**Alıştırma Metni**
------
Pek çok danışanımızın aklına takılan bir sorudur. Yakınlarıma anlattığım halde fayda göremiyorum çözüm bulamıyorum, terapinin farkı ne ki çözüm bulacağım, anlatınca rahatlayacağım? Bunu sağlayan 5 bileşen vardır.
Terapist danışanı gözlemleyerek elde ettiği bilgileri sentezleyerek psikolojik bağlamda değerlendirme yapar; danışanın bilinçli olarak düşünemeyeceği bir neden-sonuç bağlantısı kurar.
Değişim isteği ile gelen bir danışanın varlığı, yaşadığı acıyı, kaygıyı, meseleyi çözmek dindirmek isteyen kişi. Değişim için esas olan istektir. Danışanın terapi sürecine başlaması buna karar vermesi büyük bir adımdır.
Profesyonel İlişki, klinik görüşme ilişkisel bir süreç olduğu için nelerin nasıl söylendiğine yönelik devam eden bir özeni ve dikkati çağrıştırıyor. Yani terapist danışanı yargılamadan objektif bir şekilde dinler. Aralarında güven ve samimiyet arttıkça terapi süreci daha keyifli ve işlevsel bir hale gelecektir. Ancak yakınlarında önce yakınlık sağlandığından anlatılanlar istenmese de süzgeçten geçirilir. Çünkü yargılanmaktan, eleştirilmekten korkar. Ancak terapistin onu yargılamadan dinleyeceğini bilmesi rahat olması ve olduğu gibi anlatması açısından çok kıymetlidir.
------
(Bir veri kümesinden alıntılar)
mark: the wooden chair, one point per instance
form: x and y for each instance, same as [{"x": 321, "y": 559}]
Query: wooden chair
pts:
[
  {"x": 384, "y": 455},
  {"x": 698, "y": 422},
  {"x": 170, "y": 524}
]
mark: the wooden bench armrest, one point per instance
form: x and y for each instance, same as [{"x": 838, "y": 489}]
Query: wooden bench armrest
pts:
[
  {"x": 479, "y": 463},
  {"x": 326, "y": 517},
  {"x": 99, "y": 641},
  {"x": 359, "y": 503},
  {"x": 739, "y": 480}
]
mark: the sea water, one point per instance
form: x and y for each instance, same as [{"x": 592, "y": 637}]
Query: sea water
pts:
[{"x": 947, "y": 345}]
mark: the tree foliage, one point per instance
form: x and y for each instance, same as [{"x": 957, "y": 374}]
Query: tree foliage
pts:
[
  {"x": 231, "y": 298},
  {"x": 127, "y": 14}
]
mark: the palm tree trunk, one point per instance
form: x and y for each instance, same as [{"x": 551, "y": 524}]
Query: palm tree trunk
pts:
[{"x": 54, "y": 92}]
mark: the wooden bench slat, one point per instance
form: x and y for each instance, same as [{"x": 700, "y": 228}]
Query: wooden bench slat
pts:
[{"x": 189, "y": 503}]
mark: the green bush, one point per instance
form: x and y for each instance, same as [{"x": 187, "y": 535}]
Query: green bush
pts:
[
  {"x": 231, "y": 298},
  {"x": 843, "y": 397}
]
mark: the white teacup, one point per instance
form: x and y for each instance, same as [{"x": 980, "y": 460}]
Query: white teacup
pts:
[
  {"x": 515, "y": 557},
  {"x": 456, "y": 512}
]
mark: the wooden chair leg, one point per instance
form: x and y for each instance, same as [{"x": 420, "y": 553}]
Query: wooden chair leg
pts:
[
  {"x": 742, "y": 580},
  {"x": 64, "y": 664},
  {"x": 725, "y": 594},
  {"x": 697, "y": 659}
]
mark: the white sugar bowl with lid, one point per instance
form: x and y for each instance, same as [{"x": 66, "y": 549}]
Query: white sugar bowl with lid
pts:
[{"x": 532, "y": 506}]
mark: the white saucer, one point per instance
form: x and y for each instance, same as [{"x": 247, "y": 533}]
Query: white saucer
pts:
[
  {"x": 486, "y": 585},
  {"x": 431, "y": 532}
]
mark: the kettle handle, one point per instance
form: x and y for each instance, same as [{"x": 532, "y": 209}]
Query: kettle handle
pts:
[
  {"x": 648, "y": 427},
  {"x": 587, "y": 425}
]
------
**Alıştırma Yönergeleri**
a. Alıştırma metnine göre aşağıdaki soruları yanıtlayınız.
(i) Terapist, danışanı gözlemleyerek elde ettiği bilgileri sentezleyip hangi bağlamda değerlendirme yapar?
(ii) Değişim için esas olan nedir?
(iii) Danışan, yakınlarına anlattıklarını neden süzgeçten geçirir?
b. Alıştırma metnini iki cümleyle özetleyiniz.

**Soruların Çözümleri**
a.
(i) Psikolojik bağlamda değerlendirme yapar.
(ii) Değişim için esas olan istektir.
(iii) Yargılanmaktan ve eleştirilmekten korktuğu için.

b. Alıştırma metni, yakınlarına anlatarak çözüm bulamayan danışanların terapinin farkına ilişkin sorusunu ele alır. Metin, bu farkı sağlayan bileşenler arasında terapistin gözlemlerini psikolojik bağlamda değerlendirmesini, danışanın değişim isteğini ve terapistin danışanı yargılamadan dinlediği profesyonel ilişkiyi sayar.